- What you have to do
Convert all the material below into a Markdown table with two columns, Row and Line. Give each non-blank line its own numbered row and omit blank lines.

- Supplied data
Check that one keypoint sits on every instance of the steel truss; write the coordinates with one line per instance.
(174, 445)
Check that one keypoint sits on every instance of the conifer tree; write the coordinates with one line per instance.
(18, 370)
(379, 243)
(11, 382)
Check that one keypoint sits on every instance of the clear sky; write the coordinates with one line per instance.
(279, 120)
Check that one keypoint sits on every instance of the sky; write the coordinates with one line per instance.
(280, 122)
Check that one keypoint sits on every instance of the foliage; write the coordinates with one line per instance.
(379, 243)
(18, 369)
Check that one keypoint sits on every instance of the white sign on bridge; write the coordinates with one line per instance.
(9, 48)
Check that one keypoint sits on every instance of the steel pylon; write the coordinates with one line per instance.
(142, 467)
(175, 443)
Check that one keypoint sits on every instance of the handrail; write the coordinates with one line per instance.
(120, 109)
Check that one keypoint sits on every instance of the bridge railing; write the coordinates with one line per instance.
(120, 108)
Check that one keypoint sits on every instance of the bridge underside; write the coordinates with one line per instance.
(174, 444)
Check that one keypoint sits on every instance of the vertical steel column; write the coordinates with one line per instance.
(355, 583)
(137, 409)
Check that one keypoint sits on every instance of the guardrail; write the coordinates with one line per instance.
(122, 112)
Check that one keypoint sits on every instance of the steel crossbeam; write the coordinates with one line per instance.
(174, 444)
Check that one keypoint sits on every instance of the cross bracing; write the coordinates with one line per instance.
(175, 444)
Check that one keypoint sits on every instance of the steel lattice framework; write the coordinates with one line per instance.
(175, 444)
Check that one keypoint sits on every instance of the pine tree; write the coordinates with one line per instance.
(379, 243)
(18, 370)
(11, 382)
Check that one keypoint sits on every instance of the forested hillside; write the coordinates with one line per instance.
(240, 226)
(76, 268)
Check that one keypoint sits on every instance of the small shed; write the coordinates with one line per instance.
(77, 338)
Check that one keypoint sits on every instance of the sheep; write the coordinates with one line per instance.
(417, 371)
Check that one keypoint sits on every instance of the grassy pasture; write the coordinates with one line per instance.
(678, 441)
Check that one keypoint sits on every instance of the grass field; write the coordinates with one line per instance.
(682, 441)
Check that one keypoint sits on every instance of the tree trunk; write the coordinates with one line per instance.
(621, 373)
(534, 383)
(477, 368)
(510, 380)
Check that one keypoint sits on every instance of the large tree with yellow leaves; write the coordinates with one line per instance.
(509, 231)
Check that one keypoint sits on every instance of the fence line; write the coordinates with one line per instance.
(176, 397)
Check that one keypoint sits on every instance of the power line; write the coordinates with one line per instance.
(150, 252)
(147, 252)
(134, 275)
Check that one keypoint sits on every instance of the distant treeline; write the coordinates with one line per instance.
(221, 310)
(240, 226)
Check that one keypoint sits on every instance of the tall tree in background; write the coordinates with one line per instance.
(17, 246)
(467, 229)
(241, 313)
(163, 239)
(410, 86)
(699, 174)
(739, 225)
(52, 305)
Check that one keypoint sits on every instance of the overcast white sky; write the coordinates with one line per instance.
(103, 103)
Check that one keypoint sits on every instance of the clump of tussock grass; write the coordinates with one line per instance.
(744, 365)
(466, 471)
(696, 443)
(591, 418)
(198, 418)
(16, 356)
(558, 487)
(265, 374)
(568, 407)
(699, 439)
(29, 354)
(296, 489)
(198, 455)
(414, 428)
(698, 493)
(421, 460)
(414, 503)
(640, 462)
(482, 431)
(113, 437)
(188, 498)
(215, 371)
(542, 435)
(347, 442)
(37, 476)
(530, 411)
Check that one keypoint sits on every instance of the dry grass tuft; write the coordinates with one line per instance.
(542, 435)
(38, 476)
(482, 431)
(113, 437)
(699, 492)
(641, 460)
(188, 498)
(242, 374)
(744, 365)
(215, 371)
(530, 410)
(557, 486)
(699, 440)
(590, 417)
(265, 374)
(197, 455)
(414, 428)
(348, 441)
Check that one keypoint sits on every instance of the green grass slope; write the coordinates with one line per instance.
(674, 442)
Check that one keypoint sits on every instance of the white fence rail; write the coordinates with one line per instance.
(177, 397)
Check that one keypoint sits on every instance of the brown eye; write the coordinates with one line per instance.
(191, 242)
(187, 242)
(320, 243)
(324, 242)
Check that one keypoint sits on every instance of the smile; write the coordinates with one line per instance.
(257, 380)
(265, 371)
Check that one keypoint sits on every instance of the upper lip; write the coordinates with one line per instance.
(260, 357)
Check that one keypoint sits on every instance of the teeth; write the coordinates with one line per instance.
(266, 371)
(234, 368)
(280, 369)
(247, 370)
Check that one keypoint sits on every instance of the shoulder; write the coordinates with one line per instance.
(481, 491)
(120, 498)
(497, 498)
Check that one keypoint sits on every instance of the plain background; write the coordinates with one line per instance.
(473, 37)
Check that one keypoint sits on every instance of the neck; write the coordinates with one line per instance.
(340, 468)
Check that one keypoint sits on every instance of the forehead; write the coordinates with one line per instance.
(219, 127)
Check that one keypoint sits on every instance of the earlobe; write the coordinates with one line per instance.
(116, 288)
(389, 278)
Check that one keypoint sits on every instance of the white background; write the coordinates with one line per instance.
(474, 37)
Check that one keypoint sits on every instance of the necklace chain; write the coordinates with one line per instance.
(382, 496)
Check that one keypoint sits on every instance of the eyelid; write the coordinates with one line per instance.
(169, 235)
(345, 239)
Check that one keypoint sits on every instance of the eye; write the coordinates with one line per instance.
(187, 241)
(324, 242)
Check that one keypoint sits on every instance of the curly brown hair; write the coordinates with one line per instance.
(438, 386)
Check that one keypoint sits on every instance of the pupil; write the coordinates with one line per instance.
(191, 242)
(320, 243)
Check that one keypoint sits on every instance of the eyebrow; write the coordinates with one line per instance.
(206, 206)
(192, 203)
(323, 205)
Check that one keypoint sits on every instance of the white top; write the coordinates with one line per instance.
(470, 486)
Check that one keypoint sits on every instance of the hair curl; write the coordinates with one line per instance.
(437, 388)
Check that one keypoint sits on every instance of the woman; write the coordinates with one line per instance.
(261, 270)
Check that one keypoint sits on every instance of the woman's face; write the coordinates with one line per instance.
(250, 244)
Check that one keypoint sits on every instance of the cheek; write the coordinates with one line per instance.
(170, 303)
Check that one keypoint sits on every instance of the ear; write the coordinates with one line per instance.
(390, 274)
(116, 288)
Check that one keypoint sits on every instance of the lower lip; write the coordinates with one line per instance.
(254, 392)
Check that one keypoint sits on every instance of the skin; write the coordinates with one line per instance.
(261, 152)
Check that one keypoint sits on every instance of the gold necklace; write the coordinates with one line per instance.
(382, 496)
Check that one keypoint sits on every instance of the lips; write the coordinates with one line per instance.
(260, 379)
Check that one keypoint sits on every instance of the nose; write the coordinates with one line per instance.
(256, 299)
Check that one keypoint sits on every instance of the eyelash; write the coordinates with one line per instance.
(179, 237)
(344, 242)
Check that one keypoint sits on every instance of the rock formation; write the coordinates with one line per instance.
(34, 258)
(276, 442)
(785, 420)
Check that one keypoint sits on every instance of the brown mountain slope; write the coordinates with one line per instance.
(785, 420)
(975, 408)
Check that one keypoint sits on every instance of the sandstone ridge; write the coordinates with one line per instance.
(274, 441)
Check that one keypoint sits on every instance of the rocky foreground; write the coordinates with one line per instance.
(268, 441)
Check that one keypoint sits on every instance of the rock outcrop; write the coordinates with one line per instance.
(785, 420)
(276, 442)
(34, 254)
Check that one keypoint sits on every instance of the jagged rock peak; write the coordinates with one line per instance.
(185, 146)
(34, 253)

- Written solution
| Row | Line |
|---|---|
| 1 | Check that one keypoint sits on every instance of the steel truss; write the coordinates with one line per instance. |
| 2 | (174, 445) |
| 3 | Check that one keypoint sits on every instance of the conifer tree; write the coordinates with one line per instance. |
| 4 | (18, 370) |
| 5 | (379, 243) |
| 6 | (11, 382) |
| 7 | Check that one keypoint sits on every instance of the clear sky; write the coordinates with one line per instance. |
| 8 | (279, 120) |
| 9 | Check that one keypoint sits on every instance of the sky; write the coordinates with one line per instance. |
| 10 | (280, 122) |
| 11 | Check that one keypoint sits on every instance of the foliage; write the coordinates with one line per instance. |
| 12 | (379, 243) |
| 13 | (18, 369) |
| 14 | Check that one keypoint sits on every instance of the white sign on bridge; write the coordinates with one line per instance. |
| 15 | (9, 48) |
| 16 | Check that one keypoint sits on every instance of the steel pylon; write the coordinates with one line per instance. |
| 17 | (142, 467) |
| 18 | (175, 443) |
| 19 | Check that one keypoint sits on every instance of the handrail; write the coordinates with one line per instance. |
| 20 | (120, 109) |
| 21 | Check that one keypoint sits on every instance of the bridge railing; write the coordinates with one line per instance. |
| 22 | (120, 108) |
| 23 | Check that one keypoint sits on every instance of the bridge underside; write the coordinates with one line per instance. |
| 24 | (174, 444) |
| 25 | Check that one keypoint sits on every instance of the vertical steel column; write the coordinates with one line per instance. |
| 26 | (355, 583) |
| 27 | (137, 409) |
| 28 | Check that one keypoint sits on every instance of the guardrail; write the coordinates with one line per instance. |
| 29 | (122, 112) |
| 30 | Check that one keypoint sits on every instance of the steel crossbeam; write the coordinates with one line per instance. |
| 31 | (174, 444) |
| 32 | Check that one keypoint sits on every instance of the cross bracing; write the coordinates with one line per instance. |
| 33 | (175, 444) |
| 34 | Check that one keypoint sits on every instance of the steel lattice framework; write the coordinates with one line per instance. |
| 35 | (175, 444) |
| 36 | Check that one keypoint sits on every instance of the pine tree; write the coordinates with one line per instance. |
| 37 | (379, 243) |
| 38 | (18, 370) |
| 39 | (11, 382) |
| 40 | Check that one keypoint sits on every instance of the forested hillside; write the coordinates with one line per instance. |
| 41 | (240, 226) |
| 42 | (76, 268) |
| 43 | Check that one keypoint sits on every instance of the small shed; write the coordinates with one line per instance. |
| 44 | (77, 338) |
| 45 | Check that one keypoint sits on every instance of the sheep; write the coordinates with one line per instance. |
| 46 | (417, 371) |
| 47 | Check that one keypoint sits on every instance of the grassy pasture; write the coordinates with one line per instance. |
| 48 | (678, 441) |
| 49 | Check that one keypoint sits on every instance of the grass field; write the coordinates with one line per instance. |
| 50 | (682, 441) |
| 51 | Check that one keypoint sits on every instance of the tree trunk; write the coordinates with one line per instance. |
| 52 | (621, 373) |
| 53 | (534, 383) |
| 54 | (477, 368) |
| 55 | (510, 380) |
| 56 | Check that one keypoint sits on every instance of the large tree with yellow leaves; write the coordinates with one line per instance. |
| 57 | (509, 231) |
| 58 | Check that one keypoint sits on every instance of the fence line; write the coordinates with one line per instance. |
| 59 | (176, 397) |
| 60 | Check that one keypoint sits on every instance of the power line; write the coordinates with one line per instance. |
| 61 | (150, 252) |
| 62 | (147, 252) |
| 63 | (134, 275) |
| 64 | Check that one keypoint sits on every instance of the distant treeline; write the coordinates with one line per instance. |
| 65 | (221, 310) |
| 66 | (240, 226) |
| 67 | Check that one keypoint sits on every instance of the tall tree in background; write the coordinates with one line per instance. |
| 68 | (17, 246) |
| 69 | (467, 229) |
| 70 | (241, 313) |
| 71 | (163, 239) |
| 72 | (410, 86) |
| 73 | (699, 174) |
| 74 | (739, 225) |
| 75 | (52, 305) |
| 76 | Check that one keypoint sits on every instance of the overcast white sky; write the coordinates with one line per instance. |
| 77 | (103, 103) |
| 78 | Check that one keypoint sits on every instance of the clump of tussock grass; write the coordinates with one line per instance. |
| 79 | (744, 365) |
| 80 | (466, 471) |
| 81 | (696, 443) |
| 82 | (591, 418) |
| 83 | (198, 418) |
| 84 | (16, 356) |
| 85 | (558, 487) |
| 86 | (265, 374) |
| 87 | (568, 407) |
| 88 | (699, 439) |
| 89 | (29, 354) |
| 90 | (296, 489) |
| 91 | (198, 455) |
| 92 | (414, 428) |
| 93 | (698, 493) |
| 94 | (421, 460) |
| 95 | (414, 503) |
| 96 | (640, 462) |
| 97 | (482, 431) |
| 98 | (113, 437) |
| 99 | (188, 498) |
| 100 | (215, 371) |
| 101 | (542, 435) |
| 102 | (347, 442) |
| 103 | (37, 476) |
| 104 | (530, 411) |
| 105 | Check that one keypoint sits on every instance of the dry grass tuft; write the coordinates with one line per instance. |
| 106 | (542, 435) |
| 107 | (38, 476) |
| 108 | (482, 431) |
| 109 | (113, 437) |
| 110 | (699, 492) |
| 111 | (641, 460) |
| 112 | (188, 498) |
| 113 | (242, 374) |
| 114 | (744, 365) |
| 115 | (215, 371) |
| 116 | (530, 410) |
| 117 | (557, 486) |
| 118 | (699, 440) |
| 119 | (590, 417) |
| 120 | (265, 374) |
| 121 | (197, 455) |
| 122 | (414, 428) |
| 123 | (348, 441) |
| 124 | Check that one keypoint sits on every instance of the green grass slope; write the coordinates with one line per instance. |
| 125 | (674, 442) |
| 126 | Check that one keypoint sits on every instance of the white fence rail; write the coordinates with one line per instance. |
| 127 | (177, 397) |
| 128 | Check that one keypoint sits on every instance of the brown eye; write the coordinates with one line per instance. |
| 129 | (191, 242) |
| 130 | (187, 242) |
| 131 | (320, 243) |
| 132 | (324, 242) |
| 133 | Check that one keypoint sits on every instance of the smile; write the coordinates with one line per instance. |
| 134 | (257, 380) |
| 135 | (265, 371) |
| 136 | Check that one keypoint sits on every instance of the upper lip; write the coordinates with one line per instance. |
| 137 | (260, 357) |
| 138 | Check that one keypoint sits on every instance of the teeth; write the coordinates with one line per instance. |
| 139 | (266, 371) |
| 140 | (234, 368) |
| 141 | (280, 369) |
| 142 | (247, 370) |
| 143 | Check that one keypoint sits on every instance of the shoulder; write the coordinates with one line per instance. |
| 144 | (481, 491) |
| 145 | (120, 498) |
| 146 | (497, 498) |
| 147 | Check that one keypoint sits on every instance of the plain background; write the coordinates with one line per instance. |
| 148 | (473, 37) |
| 149 | Check that one keypoint sits on every instance of the neck; write the coordinates with one line per instance. |
| 150 | (340, 468) |
| 151 | Check that one keypoint sits on every instance of the forehead; write the coordinates with one line per instance. |
| 152 | (219, 127) |
| 153 | Check that one keypoint sits on every instance of the earlobe; write the coordinates with one line per instance. |
| 154 | (116, 288) |
| 155 | (389, 278) |
| 156 | Check that one keypoint sits on every instance of the white background; write the coordinates with one line per instance. |
| 157 | (474, 37) |
| 158 | Check that one keypoint sits on every instance of the necklace chain; write the coordinates with one line per instance. |
| 159 | (382, 496) |
| 160 | Check that one keypoint sits on every instance of the eyelid; write the coordinates with one line per instance. |
| 161 | (169, 235) |
| 162 | (345, 239) |
| 163 | Check that one keypoint sits on every instance of the eye; write the coordinates with one line per instance. |
| 164 | (187, 241) |
| 165 | (324, 242) |
| 166 | Check that one keypoint sits on every instance of the curly brown hair; write the coordinates with one line per instance. |
| 167 | (438, 386) |
| 168 | Check that one keypoint sits on every instance of the pupil; write the coordinates with one line per instance. |
| 169 | (191, 242) |
| 170 | (320, 243) |
| 171 | Check that one keypoint sits on every instance of the eyebrow; write the coordinates with one line per instance. |
| 172 | (206, 206) |
| 173 | (192, 203) |
| 174 | (323, 205) |
| 175 | Check that one keypoint sits on every instance of the white top; write the coordinates with one line per instance. |
| 176 | (470, 486) |
| 177 | Check that one keypoint sits on every instance of the hair curl; write the coordinates with one line per instance. |
| 178 | (437, 388) |
| 179 | Check that one keypoint sits on every instance of the woman; write the coordinates with one line per instance. |
| 180 | (261, 270) |
| 181 | Check that one keypoint sits on every instance of the woman's face; write the coordinates with one line per instance. |
| 182 | (250, 244) |
| 183 | Check that one keypoint sits on every instance of the cheek; write the coordinates with one line per instance. |
| 184 | (170, 303) |
| 185 | Check that one keypoint sits on every instance of the ear; write the coordinates with one line per instance. |
| 186 | (390, 274) |
| 187 | (116, 288) |
| 188 | Check that one keypoint sits on every instance of the lower lip; write the coordinates with one line per instance. |
| 189 | (254, 392) |
| 190 | Check that one keypoint sits on every instance of the skin; write the coordinates with one line per instance. |
| 191 | (261, 152) |
| 192 | Check that one keypoint sits on every instance of the gold necklace; write the coordinates with one line per instance. |
| 193 | (382, 496) |
| 194 | Check that one keypoint sits on every instance of the lips; write the coordinates with one line per instance. |
| 195 | (260, 379) |
| 196 | Check that one keypoint sits on every instance of the nose; write the coordinates with one line per instance. |
| 197 | (256, 299) |
| 198 | Check that one keypoint sits on every instance of the eyelash; write the coordinates with one line per instance. |
| 199 | (179, 237) |
| 200 | (344, 242) |
| 201 | Check that one keypoint sits on every instance of the rock formation; write the coordinates with one line per instance. |
| 202 | (34, 258) |
| 203 | (276, 442) |
| 204 | (785, 420) |
| 205 | Check that one keypoint sits on every instance of the brown mountain slope; write the coordinates with one line per instance. |
| 206 | (785, 420) |
| 207 | (975, 408) |
| 208 | Check that one keypoint sits on every instance of the sandstone ridge; write the coordinates with one line per instance. |
| 209 | (274, 441) |
| 210 | Check that one keypoint sits on every instance of the rocky foreground; write the coordinates with one line per instance. |
| 211 | (268, 441) |
| 212 | Check that one keypoint sits on every instance of the rock outcrop; write the coordinates with one line per instance. |
| 213 | (785, 420) |
| 214 | (276, 442) |
| 215 | (34, 254) |
| 216 | Check that one keypoint sits on every instance of the jagged rock peak; write the coordinates with one line per instance. |
| 217 | (185, 146) |
| 218 | (34, 253) |